Copy the following lines word for word, changing no character.

** start of EXERCISE INPUTS **

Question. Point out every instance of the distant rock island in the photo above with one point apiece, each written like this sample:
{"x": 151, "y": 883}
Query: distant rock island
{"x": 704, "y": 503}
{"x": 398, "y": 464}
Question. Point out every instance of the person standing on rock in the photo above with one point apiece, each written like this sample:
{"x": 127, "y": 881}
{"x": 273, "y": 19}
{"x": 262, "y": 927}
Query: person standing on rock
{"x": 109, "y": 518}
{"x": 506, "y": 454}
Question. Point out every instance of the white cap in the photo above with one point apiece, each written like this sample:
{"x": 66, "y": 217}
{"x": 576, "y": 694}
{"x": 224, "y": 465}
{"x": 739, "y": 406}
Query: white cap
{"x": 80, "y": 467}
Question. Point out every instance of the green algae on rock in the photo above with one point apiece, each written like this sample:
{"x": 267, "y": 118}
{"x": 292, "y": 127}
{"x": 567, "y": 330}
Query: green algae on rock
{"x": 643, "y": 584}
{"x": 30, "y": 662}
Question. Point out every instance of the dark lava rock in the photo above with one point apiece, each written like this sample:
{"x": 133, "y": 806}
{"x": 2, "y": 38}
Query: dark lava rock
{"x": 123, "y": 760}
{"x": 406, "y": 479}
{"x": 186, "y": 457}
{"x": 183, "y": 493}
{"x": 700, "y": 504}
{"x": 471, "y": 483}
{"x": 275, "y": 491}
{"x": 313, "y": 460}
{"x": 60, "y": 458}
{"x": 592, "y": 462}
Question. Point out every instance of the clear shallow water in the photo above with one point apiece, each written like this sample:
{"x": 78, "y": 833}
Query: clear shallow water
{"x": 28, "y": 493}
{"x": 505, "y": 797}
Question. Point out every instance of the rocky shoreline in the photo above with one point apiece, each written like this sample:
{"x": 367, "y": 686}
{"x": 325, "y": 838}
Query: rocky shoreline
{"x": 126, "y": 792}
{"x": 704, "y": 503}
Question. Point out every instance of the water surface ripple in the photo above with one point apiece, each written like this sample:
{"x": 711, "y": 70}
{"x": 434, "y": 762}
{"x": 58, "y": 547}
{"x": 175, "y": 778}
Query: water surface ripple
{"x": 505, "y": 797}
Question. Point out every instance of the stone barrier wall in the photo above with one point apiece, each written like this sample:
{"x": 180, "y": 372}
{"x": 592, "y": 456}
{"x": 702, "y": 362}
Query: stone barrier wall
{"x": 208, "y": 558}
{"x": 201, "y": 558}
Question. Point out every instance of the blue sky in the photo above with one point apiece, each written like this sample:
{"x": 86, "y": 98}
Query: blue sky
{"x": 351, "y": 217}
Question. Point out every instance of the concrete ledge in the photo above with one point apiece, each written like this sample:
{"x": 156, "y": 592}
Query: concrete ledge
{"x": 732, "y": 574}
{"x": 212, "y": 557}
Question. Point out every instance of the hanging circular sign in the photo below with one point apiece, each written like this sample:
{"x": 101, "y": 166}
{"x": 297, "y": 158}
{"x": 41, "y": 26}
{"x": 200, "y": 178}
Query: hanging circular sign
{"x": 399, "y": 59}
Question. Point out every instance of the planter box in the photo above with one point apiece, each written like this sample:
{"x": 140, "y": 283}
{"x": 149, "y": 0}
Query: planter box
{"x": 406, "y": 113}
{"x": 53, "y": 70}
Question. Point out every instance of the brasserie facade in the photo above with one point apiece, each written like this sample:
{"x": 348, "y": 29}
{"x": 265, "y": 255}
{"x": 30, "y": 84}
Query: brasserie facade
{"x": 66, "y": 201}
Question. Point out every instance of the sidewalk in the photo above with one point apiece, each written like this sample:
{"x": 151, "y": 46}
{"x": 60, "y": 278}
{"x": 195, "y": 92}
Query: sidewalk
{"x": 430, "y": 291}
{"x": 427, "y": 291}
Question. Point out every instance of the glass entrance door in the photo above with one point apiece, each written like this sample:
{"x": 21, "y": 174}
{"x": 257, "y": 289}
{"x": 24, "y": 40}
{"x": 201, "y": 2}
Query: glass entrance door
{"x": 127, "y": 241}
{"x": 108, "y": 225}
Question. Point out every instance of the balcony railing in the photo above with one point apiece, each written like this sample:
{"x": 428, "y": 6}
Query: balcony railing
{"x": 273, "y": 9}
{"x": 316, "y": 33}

** end of EXERCISE INPUTS **

_RESPONSE TO THIS EXERCISE_:
Question. Point out every instance of the distant rock island in the photo above with one point apiece, each written like this sample:
{"x": 151, "y": 883}
Query: distant rock island
{"x": 704, "y": 503}
{"x": 398, "y": 464}
Question. Point out every instance of the person standing on rock in the photo above with one point apiece, each written like this sample:
{"x": 127, "y": 881}
{"x": 273, "y": 19}
{"x": 262, "y": 927}
Query: person standing on rock
{"x": 109, "y": 518}
{"x": 506, "y": 454}
Question. Point out every instance of the white cap in the photo above with one point apiece, each written like this sample:
{"x": 66, "y": 217}
{"x": 576, "y": 694}
{"x": 224, "y": 465}
{"x": 739, "y": 406}
Query: white cap
{"x": 80, "y": 467}
Question. Point out every instance of the green algae on rock in the photo above with one point apiece, each written like this sample:
{"x": 267, "y": 118}
{"x": 292, "y": 127}
{"x": 567, "y": 330}
Query: green algae on rock
{"x": 643, "y": 584}
{"x": 30, "y": 662}
Question. Point out every instance of the dark lava rock in the photo above with one point apiece, each written like this sample:
{"x": 133, "y": 806}
{"x": 2, "y": 38}
Query: dark lava rock
{"x": 123, "y": 760}
{"x": 406, "y": 479}
{"x": 186, "y": 457}
{"x": 183, "y": 493}
{"x": 700, "y": 504}
{"x": 471, "y": 483}
{"x": 275, "y": 491}
{"x": 313, "y": 460}
{"x": 60, "y": 458}
{"x": 592, "y": 462}
Question. Point out every instance of the clear shallow water in the photo above with one point apiece, each written like this sample:
{"x": 78, "y": 833}
Query: clear shallow water
{"x": 28, "y": 493}
{"x": 505, "y": 797}
Question. Point out every instance of the rocky shoreline in the photo above with one point apiece, each written like this sample:
{"x": 367, "y": 686}
{"x": 325, "y": 838}
Query: rocky shoreline
{"x": 126, "y": 792}
{"x": 704, "y": 503}
Question. Point out every instance of the water surface ripple in the photo above with one point apiece, each written like this sample:
{"x": 711, "y": 70}
{"x": 434, "y": 762}
{"x": 58, "y": 547}
{"x": 175, "y": 778}
Query: water surface ripple
{"x": 505, "y": 797}
Question. Point out every instance of the stone barrier wall in the photo above with one point apiece, each written like this sample:
{"x": 180, "y": 372}
{"x": 592, "y": 456}
{"x": 702, "y": 362}
Query: stone barrier wall
{"x": 208, "y": 558}
{"x": 201, "y": 558}
Question. Point out every instance of the blue sky in the photo above with one point apiece, each written like this sample:
{"x": 86, "y": 98}
Query: blue sky
{"x": 351, "y": 217}
Question. Point out every instance of the concrete ledge in the photo above with one point apiece, each written like this sample:
{"x": 156, "y": 592}
Query: concrete ledge
{"x": 732, "y": 574}
{"x": 212, "y": 557}
Question. Point out every instance of the hanging circular sign in the photo below with one point apiece, each written like this sample:
{"x": 101, "y": 166}
{"x": 297, "y": 158}
{"x": 41, "y": 26}
{"x": 200, "y": 178}
Query: hanging circular sign
{"x": 399, "y": 59}
Question. Point out every instance of the planter box in the photo above with one point apiece, each written like this sample:
{"x": 140, "y": 283}
{"x": 149, "y": 0}
Query: planter box
{"x": 406, "y": 113}
{"x": 53, "y": 70}
Question. Point out every instance of the brasserie facade in the photo above with one point apiece, each written like this sample:
{"x": 348, "y": 29}
{"x": 265, "y": 255}
{"x": 30, "y": 84}
Query: brasserie facade
{"x": 66, "y": 201}
Question. Point out every instance of the sidewalk in the photo above with one point apiece, each written like this sample:
{"x": 151, "y": 46}
{"x": 60, "y": 278}
{"x": 195, "y": 92}
Query: sidewalk
{"x": 430, "y": 291}
{"x": 427, "y": 291}
Question. Point out every instance of the glass entrance door in the photo above with one point apiece, each written like this sample:
{"x": 21, "y": 174}
{"x": 257, "y": 289}
{"x": 24, "y": 40}
{"x": 201, "y": 2}
Query: glass entrance door
{"x": 127, "y": 241}
{"x": 108, "y": 225}
Question. Point out every instance of the balcony railing in the photo above with one point apiece, each written like this sample:
{"x": 428, "y": 6}
Query: balcony railing
{"x": 273, "y": 9}
{"x": 316, "y": 33}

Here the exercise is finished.